WHAT THE TASK REQUIRES. Would you please repeat all of the data exactly, omitting the pictures?

Phrase grounding data.
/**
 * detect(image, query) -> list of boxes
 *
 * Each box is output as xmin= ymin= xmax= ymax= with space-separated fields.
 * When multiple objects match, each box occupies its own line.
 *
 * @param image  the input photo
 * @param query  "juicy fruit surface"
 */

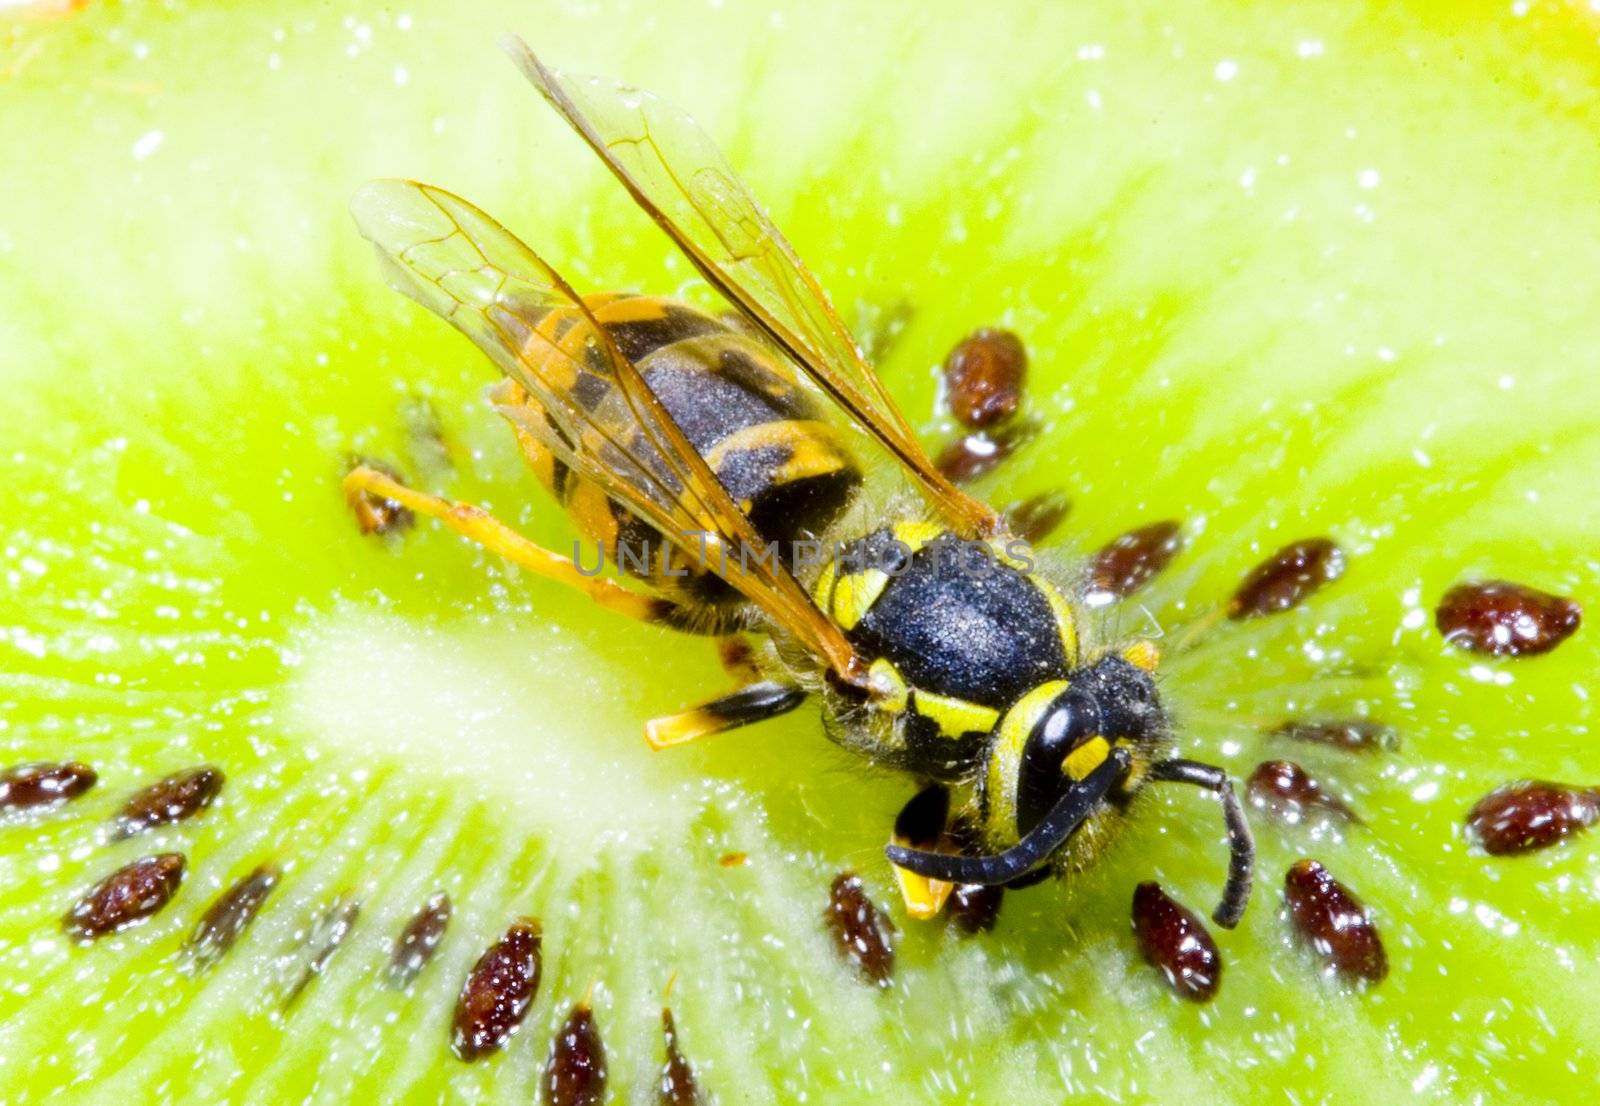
xmin=3 ymin=0 xmax=1600 ymax=1101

OUTPUT FOR THIS EXERCISE.
/**
 * detect(image, query) -> list of boxes
 *
 * Each box is output as xmin= ymin= xmax= ymax= with space-separated fields.
 * When multiple objects match, each box occupies its own line.
 *
 * @param image  the input photo
 * @param query  "juicy fruit surface"
 */

xmin=3 ymin=0 xmax=1600 ymax=1101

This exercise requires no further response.